Problem statement
Set down exactly the lines that run from the line with "trace --target cat" to the end of the data, and nothing else.

Stored rows

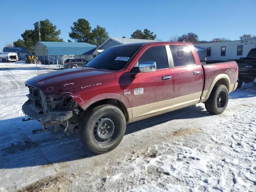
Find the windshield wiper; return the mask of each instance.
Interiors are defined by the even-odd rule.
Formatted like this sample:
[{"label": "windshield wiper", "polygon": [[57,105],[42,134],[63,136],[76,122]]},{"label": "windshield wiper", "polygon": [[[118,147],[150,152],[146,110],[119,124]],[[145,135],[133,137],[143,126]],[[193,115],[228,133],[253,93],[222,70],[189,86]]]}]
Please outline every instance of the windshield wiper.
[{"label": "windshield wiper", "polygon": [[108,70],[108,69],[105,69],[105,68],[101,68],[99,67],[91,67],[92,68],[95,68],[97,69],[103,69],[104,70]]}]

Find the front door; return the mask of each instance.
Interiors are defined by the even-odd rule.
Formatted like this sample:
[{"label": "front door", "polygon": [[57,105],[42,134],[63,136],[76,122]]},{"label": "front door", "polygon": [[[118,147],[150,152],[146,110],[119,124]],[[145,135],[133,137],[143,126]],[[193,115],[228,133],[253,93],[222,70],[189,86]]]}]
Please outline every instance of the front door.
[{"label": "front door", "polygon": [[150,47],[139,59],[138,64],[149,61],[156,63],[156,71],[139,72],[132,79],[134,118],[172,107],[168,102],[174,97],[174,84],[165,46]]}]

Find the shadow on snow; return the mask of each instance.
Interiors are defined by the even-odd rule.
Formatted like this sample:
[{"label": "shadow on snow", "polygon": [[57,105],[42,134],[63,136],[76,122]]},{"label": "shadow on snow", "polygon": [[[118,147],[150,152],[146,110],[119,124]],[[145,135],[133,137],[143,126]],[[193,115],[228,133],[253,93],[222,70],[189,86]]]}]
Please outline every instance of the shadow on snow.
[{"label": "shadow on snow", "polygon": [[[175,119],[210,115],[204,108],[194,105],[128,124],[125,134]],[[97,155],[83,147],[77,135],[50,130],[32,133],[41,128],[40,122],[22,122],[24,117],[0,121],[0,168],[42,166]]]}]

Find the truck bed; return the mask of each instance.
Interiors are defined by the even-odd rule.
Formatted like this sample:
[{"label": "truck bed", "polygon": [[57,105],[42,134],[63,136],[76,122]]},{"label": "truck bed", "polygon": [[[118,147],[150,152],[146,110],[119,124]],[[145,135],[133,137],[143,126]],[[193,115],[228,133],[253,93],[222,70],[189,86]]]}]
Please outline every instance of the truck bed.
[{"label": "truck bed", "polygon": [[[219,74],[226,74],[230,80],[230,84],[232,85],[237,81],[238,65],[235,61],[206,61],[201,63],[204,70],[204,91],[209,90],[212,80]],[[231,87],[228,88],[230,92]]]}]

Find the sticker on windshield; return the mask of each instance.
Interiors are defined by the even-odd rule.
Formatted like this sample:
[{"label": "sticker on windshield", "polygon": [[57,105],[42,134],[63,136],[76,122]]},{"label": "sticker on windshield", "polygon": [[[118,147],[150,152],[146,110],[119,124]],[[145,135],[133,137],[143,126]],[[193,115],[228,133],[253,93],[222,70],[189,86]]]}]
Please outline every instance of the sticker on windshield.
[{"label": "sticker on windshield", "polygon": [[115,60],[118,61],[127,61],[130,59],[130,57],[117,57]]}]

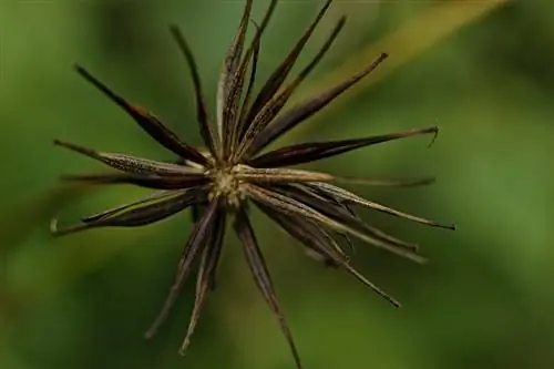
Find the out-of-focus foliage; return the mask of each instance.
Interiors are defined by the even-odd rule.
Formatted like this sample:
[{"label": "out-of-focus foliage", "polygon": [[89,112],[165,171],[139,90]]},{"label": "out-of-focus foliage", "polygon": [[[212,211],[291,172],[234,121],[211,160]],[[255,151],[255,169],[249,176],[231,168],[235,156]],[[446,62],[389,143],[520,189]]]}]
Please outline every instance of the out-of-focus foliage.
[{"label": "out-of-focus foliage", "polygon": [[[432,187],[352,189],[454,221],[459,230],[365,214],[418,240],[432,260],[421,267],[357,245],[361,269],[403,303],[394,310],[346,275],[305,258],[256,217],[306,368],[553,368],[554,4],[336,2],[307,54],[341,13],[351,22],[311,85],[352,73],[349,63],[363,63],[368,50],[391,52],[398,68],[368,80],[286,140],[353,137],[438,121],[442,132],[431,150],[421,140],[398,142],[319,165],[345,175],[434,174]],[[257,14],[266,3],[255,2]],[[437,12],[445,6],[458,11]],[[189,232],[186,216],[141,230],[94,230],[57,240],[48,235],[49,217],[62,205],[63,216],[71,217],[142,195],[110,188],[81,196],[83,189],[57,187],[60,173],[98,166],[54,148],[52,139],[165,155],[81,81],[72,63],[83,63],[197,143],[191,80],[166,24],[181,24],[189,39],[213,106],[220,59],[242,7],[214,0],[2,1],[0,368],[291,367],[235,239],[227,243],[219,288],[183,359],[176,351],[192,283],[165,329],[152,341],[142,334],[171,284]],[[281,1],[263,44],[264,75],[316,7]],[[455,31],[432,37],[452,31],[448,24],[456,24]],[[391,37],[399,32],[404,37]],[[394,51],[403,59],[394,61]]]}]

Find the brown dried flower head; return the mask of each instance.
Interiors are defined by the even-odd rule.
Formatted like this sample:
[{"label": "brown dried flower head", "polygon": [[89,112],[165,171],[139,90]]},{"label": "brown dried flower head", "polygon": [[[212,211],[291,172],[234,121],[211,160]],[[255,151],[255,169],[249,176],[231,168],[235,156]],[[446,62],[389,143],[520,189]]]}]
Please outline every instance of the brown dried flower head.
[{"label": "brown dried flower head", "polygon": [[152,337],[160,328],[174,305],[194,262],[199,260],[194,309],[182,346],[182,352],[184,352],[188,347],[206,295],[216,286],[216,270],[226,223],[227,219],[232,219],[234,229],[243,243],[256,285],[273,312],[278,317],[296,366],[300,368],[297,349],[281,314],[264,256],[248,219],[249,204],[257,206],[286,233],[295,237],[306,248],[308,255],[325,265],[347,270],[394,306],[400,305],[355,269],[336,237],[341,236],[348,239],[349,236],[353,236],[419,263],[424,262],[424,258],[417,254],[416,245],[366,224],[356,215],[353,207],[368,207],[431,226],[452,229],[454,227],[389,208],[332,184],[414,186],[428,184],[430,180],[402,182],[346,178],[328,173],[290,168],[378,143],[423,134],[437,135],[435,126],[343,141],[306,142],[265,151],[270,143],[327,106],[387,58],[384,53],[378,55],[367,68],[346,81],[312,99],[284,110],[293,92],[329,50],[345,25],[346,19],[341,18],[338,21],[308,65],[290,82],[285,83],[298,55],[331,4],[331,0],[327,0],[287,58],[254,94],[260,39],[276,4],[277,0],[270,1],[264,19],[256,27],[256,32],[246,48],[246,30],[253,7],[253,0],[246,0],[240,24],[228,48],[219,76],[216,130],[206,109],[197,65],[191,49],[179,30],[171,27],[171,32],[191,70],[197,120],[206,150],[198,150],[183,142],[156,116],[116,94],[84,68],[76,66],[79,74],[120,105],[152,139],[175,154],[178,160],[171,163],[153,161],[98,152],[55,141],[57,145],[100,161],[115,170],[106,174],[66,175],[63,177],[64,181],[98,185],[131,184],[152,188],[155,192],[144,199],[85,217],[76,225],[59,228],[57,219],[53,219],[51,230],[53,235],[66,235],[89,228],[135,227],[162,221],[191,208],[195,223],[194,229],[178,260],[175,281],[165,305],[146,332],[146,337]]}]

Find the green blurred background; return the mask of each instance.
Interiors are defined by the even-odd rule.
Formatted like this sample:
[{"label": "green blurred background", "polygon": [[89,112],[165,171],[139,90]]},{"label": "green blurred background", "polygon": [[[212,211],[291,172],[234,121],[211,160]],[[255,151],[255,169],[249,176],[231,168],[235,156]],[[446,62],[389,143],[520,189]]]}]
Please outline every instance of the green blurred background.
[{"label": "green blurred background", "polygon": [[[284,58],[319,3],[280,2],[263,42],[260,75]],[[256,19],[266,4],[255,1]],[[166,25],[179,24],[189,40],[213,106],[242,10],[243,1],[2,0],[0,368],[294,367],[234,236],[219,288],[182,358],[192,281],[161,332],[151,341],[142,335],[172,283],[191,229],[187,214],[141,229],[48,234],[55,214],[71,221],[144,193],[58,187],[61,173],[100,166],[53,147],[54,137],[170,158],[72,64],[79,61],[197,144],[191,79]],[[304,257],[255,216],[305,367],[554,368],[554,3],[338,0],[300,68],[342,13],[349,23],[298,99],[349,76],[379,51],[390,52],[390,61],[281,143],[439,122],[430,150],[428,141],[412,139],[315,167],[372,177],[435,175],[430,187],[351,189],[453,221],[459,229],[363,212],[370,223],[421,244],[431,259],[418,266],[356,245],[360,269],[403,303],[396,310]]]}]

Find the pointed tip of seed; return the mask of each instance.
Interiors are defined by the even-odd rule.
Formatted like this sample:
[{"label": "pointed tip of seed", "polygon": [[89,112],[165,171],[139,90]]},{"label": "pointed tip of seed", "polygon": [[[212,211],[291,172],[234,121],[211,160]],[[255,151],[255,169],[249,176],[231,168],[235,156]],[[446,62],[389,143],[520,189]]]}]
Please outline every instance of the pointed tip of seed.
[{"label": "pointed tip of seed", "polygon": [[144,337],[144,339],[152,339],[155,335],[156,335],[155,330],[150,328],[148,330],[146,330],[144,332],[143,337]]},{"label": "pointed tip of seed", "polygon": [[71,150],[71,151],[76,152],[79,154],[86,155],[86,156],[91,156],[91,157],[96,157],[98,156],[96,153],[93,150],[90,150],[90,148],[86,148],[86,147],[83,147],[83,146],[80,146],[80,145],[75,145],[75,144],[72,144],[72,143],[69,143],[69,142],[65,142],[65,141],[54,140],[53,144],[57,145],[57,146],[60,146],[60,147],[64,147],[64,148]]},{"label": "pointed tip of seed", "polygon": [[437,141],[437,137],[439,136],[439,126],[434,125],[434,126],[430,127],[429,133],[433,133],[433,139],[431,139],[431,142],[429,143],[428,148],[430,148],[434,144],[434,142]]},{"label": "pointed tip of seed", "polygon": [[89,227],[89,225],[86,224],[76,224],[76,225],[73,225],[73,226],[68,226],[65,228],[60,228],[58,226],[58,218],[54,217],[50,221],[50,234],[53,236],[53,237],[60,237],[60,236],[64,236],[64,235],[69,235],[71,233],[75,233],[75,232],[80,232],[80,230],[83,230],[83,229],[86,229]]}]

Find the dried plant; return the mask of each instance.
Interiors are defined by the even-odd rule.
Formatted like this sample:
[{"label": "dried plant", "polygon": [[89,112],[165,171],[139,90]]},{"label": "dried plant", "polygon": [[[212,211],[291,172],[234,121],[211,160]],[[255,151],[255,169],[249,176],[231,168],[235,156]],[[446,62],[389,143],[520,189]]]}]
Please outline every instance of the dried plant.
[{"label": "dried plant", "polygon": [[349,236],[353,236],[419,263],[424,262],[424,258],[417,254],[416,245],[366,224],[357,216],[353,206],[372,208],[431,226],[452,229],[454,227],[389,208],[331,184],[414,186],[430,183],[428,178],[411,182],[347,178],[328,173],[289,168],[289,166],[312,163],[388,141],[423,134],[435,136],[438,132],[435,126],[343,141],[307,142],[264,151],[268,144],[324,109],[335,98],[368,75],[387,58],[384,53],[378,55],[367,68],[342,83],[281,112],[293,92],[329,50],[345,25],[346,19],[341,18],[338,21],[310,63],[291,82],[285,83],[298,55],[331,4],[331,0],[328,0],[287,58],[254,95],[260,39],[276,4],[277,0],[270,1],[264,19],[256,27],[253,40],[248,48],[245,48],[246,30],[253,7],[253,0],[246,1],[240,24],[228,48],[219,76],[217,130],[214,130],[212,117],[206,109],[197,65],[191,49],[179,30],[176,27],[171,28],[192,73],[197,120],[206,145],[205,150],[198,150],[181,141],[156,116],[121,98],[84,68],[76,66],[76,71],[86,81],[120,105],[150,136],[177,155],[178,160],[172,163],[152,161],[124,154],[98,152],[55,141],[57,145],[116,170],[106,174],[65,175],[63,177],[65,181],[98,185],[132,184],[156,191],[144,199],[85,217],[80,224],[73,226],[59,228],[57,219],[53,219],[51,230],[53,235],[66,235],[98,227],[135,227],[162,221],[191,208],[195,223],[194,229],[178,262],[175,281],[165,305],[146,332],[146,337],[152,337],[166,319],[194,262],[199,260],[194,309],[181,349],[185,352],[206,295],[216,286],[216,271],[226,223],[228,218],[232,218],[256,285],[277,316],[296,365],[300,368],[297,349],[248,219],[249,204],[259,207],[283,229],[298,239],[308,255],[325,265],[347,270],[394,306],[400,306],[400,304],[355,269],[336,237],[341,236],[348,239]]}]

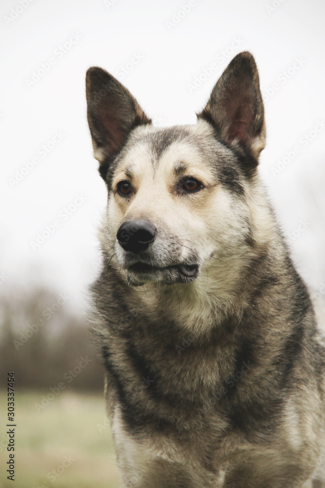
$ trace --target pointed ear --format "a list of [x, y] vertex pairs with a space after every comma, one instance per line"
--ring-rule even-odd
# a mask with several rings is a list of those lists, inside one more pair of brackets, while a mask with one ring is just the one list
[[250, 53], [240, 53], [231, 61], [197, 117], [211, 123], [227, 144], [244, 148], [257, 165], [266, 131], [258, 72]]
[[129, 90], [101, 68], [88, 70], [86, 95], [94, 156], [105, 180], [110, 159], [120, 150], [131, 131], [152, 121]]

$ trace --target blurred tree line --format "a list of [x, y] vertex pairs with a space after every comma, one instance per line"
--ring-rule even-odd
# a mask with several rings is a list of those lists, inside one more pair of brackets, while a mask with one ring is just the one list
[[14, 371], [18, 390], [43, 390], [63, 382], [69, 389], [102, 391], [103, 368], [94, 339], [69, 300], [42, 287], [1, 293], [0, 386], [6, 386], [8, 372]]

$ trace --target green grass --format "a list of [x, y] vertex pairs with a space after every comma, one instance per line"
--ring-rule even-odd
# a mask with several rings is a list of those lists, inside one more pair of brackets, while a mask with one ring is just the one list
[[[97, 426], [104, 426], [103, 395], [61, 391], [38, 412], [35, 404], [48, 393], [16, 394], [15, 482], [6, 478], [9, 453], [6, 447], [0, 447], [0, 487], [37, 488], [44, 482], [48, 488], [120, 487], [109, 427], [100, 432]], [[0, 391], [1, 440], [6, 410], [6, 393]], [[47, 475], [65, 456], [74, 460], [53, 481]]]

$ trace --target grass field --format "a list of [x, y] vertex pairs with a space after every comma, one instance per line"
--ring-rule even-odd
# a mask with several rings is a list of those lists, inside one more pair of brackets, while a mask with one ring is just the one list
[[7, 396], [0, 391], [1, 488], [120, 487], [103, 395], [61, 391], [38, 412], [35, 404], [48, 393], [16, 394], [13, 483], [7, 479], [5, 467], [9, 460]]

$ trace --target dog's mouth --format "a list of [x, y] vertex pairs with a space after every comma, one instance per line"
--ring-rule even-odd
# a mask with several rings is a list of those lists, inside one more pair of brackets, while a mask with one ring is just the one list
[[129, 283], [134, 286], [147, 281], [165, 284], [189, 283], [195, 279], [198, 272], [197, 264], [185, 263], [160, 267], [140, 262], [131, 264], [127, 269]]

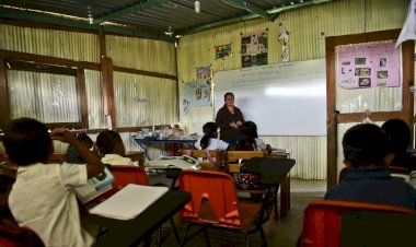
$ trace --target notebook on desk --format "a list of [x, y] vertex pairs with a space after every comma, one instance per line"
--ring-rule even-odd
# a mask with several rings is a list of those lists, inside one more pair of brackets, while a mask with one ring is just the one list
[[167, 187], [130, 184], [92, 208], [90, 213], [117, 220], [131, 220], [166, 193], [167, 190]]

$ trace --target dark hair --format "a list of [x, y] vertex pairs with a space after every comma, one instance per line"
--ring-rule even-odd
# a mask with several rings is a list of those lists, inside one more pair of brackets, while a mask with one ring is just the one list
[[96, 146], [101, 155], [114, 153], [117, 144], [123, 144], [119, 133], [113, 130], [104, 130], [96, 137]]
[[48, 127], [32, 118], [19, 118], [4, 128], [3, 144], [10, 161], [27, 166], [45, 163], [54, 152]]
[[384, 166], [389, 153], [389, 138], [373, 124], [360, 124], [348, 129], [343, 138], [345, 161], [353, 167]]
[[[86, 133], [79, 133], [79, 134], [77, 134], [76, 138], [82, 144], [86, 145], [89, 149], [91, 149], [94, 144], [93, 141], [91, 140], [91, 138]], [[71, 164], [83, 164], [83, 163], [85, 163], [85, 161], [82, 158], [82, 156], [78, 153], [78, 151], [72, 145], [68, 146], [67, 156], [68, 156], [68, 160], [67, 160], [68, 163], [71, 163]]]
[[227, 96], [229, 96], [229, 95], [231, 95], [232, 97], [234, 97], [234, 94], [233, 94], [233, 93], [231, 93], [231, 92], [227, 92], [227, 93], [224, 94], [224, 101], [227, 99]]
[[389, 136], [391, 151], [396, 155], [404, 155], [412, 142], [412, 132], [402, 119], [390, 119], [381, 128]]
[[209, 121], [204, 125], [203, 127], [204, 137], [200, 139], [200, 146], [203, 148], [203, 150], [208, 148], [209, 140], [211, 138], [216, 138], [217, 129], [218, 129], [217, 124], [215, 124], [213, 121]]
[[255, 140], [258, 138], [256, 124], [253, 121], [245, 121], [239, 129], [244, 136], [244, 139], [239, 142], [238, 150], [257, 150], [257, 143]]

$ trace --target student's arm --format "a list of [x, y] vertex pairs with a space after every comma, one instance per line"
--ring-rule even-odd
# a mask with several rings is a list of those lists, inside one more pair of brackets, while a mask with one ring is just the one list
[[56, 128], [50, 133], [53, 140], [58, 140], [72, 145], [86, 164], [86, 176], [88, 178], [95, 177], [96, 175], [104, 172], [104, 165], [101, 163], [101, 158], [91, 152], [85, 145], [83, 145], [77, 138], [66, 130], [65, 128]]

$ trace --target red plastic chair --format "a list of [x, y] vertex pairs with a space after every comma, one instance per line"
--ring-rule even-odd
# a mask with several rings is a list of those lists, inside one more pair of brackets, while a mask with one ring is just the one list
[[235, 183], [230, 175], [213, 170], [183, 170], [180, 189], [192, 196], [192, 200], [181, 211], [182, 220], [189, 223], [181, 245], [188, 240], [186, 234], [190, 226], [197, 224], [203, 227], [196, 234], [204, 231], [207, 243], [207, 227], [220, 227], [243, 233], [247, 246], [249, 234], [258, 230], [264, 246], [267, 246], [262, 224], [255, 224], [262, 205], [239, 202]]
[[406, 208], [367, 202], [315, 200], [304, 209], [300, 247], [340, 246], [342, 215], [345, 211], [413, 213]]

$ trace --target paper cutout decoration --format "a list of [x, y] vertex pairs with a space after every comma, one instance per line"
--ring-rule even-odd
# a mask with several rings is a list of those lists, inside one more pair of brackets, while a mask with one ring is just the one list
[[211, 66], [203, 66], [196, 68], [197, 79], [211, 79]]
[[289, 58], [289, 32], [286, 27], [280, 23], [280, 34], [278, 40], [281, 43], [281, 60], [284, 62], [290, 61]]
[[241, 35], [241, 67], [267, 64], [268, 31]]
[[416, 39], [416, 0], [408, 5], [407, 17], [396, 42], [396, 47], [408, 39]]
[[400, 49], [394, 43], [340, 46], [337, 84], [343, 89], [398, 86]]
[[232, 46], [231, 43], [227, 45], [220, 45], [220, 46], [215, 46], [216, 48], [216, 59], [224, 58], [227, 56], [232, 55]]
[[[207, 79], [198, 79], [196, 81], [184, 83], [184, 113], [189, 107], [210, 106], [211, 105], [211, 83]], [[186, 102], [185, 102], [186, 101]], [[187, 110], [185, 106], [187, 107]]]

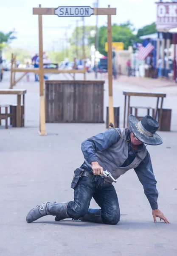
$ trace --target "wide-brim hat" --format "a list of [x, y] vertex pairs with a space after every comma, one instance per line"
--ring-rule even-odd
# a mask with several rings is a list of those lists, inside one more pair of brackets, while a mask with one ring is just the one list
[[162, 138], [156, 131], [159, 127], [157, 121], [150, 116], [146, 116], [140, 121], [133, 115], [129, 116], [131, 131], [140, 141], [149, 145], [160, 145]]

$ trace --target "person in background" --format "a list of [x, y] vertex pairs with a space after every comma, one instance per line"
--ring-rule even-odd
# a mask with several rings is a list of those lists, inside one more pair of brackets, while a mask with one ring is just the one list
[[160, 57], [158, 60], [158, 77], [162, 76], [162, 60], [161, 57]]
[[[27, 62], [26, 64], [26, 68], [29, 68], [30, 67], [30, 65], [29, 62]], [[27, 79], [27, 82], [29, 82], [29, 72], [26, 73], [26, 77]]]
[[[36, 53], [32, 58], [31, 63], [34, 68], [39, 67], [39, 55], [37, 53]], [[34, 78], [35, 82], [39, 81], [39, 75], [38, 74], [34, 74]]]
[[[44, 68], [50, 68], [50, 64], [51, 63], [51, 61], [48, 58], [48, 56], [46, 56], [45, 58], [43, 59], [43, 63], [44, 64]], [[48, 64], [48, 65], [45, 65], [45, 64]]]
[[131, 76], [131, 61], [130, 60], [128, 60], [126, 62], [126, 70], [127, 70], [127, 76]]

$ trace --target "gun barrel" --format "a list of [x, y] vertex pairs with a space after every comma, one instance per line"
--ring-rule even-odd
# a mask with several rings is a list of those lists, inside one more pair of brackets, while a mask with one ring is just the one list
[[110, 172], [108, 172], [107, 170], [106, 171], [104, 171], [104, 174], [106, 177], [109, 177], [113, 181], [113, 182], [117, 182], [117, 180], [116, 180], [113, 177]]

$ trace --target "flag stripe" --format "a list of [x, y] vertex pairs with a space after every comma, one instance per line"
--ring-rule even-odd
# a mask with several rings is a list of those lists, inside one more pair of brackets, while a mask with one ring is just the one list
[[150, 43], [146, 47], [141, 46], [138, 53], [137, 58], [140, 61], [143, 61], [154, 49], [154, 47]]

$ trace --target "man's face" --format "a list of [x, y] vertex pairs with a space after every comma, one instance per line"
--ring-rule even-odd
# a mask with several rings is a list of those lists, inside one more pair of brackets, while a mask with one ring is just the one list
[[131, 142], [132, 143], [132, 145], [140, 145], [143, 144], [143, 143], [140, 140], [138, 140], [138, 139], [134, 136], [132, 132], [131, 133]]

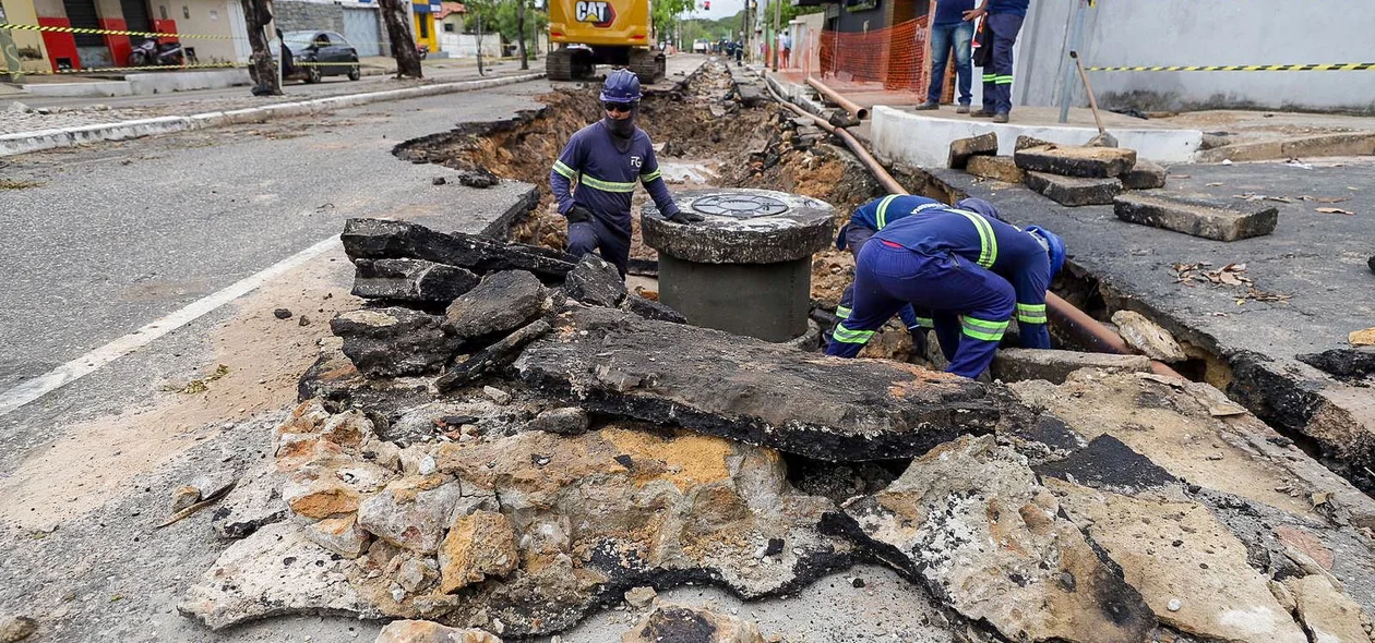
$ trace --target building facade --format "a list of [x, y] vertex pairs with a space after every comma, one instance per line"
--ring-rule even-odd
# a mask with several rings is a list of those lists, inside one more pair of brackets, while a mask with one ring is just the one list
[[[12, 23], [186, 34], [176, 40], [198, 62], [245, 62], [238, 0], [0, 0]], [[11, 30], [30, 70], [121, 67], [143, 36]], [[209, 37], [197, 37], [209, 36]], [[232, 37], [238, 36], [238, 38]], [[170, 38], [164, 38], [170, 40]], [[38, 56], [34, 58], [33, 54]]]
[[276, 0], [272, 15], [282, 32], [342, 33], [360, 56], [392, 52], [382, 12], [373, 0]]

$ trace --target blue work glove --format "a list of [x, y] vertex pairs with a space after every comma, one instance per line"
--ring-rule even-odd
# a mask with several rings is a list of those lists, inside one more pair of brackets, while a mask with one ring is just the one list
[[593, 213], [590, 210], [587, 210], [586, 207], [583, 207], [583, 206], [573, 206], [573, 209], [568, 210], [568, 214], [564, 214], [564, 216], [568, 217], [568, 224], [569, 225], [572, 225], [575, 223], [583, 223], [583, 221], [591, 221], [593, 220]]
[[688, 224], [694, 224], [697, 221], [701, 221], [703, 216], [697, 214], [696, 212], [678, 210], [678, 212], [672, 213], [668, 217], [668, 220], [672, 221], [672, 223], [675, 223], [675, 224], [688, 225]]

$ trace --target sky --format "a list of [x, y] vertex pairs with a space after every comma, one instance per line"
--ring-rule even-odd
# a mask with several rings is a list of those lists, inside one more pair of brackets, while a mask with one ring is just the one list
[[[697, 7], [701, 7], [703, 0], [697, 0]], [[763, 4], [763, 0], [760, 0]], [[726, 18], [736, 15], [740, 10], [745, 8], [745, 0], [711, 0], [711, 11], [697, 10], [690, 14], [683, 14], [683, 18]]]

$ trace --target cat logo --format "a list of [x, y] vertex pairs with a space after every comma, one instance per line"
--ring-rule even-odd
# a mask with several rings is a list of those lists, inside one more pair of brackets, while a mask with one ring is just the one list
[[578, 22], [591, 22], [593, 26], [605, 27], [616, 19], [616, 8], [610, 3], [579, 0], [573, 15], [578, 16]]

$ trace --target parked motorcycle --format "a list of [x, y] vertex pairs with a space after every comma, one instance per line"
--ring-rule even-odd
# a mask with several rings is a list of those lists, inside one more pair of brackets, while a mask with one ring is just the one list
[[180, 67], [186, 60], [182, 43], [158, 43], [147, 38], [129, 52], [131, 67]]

The response
$ trace --target cat logo --format "a list of [x, y] vertex pairs with a space after every comma, one instance per line"
--ring-rule even-odd
# a mask with several rings is a list of those lists, inside one more pair of brackets, while a mask with one ring is just the one list
[[578, 22], [591, 22], [593, 26], [605, 27], [616, 19], [616, 8], [610, 3], [579, 0], [573, 15], [578, 16]]

$ trace --target parked motorcycle --format "a list of [x, y] vertex pairs with a space after every comma, one instance per line"
--ring-rule even-odd
# a mask with several rings is a list of those lists, inside one more pair of brackets, while a mask with one ring is just the one list
[[180, 67], [186, 60], [182, 43], [158, 43], [147, 38], [129, 52], [131, 67]]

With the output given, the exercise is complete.